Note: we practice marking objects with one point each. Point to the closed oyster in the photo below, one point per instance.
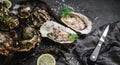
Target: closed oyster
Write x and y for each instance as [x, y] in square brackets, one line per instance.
[78, 22]
[8, 42]
[57, 32]
[30, 37]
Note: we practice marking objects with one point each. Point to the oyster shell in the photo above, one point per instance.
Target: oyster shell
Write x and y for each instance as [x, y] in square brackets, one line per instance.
[7, 20]
[34, 17]
[78, 22]
[8, 42]
[30, 37]
[57, 32]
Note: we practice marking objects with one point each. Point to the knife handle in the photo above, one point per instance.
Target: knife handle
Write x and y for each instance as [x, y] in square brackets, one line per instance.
[96, 51]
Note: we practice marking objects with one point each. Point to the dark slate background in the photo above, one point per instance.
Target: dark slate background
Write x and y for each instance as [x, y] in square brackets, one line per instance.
[99, 11]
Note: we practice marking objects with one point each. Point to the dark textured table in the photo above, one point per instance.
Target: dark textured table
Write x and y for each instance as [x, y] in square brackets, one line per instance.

_____

WHAT YOU NEED TO DO ▸ Keep the pictures out of your copy, and repeat every entry above exactly.

RESPONSE ▸
Note: we practice marking objects with one point each. Point to the closed oyster in the photo below, one point per instance.
Target: closed oyster
Write x and y for each instance as [x, y] in square brackets, one line per instance.
[78, 22]
[8, 42]
[57, 32]
[30, 37]
Note: we practice marking objects with one point each. Point to the oyster shell in the photo above, one point per instance.
Target: oyster shell
Write x and y for each instance as [x, y] in square brackets, one line per instance.
[7, 20]
[34, 17]
[78, 22]
[8, 42]
[30, 37]
[57, 32]
Note: we practice marking objects with one point each. Point to the knife handle in the photo above, one point per instance.
Target: knife handle
Write x and y for each instance as [x, y] in square brackets, one line per instance.
[96, 51]
Note: we practice marking objects with one point each. Point to the dark slate background in the photo above, one point per instance.
Target: dark slate background
Write x and y for each instance as [x, y] in square brackets, one line per instance.
[99, 11]
Note: we practice marking objects with one point each. Point to the dark textured table in the photo above, one point per instance.
Target: dark textured table
Write x and y for each instance as [x, y] in square brackets, one line per instance.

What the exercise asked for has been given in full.